[Excerpts from point annotation data]
>> Start

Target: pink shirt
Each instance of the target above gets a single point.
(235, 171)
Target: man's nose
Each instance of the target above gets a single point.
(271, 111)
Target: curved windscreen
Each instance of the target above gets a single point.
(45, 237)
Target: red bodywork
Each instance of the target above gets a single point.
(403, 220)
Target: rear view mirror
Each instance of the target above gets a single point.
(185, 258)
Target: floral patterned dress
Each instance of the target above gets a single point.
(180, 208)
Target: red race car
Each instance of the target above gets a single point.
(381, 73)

>> End
>> Start

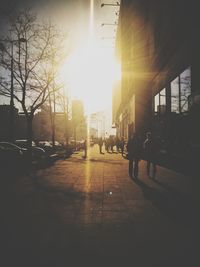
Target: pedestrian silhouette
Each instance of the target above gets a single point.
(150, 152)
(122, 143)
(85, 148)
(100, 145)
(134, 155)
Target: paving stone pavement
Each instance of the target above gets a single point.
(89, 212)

>> End
>> Start

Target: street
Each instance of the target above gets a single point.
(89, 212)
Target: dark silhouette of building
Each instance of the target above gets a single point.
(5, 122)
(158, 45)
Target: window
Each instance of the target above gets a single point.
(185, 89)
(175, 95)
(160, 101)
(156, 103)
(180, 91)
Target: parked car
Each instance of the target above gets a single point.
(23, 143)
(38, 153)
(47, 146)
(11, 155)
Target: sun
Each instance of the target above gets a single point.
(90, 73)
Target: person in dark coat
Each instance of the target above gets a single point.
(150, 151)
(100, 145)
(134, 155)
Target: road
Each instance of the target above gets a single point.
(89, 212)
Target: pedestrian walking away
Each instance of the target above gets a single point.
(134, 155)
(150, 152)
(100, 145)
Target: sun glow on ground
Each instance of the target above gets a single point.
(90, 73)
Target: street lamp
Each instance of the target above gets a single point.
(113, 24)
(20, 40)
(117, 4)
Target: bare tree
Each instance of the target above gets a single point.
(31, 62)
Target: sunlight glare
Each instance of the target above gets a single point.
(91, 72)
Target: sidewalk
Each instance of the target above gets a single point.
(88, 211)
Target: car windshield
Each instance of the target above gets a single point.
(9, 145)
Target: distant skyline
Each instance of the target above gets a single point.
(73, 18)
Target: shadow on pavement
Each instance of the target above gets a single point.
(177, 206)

>> End

Please pull out every line above that contains the word "pedestrian", copying each one in full. Case matters.

Target: pedestrian silhouette
Target: pedestrian walking away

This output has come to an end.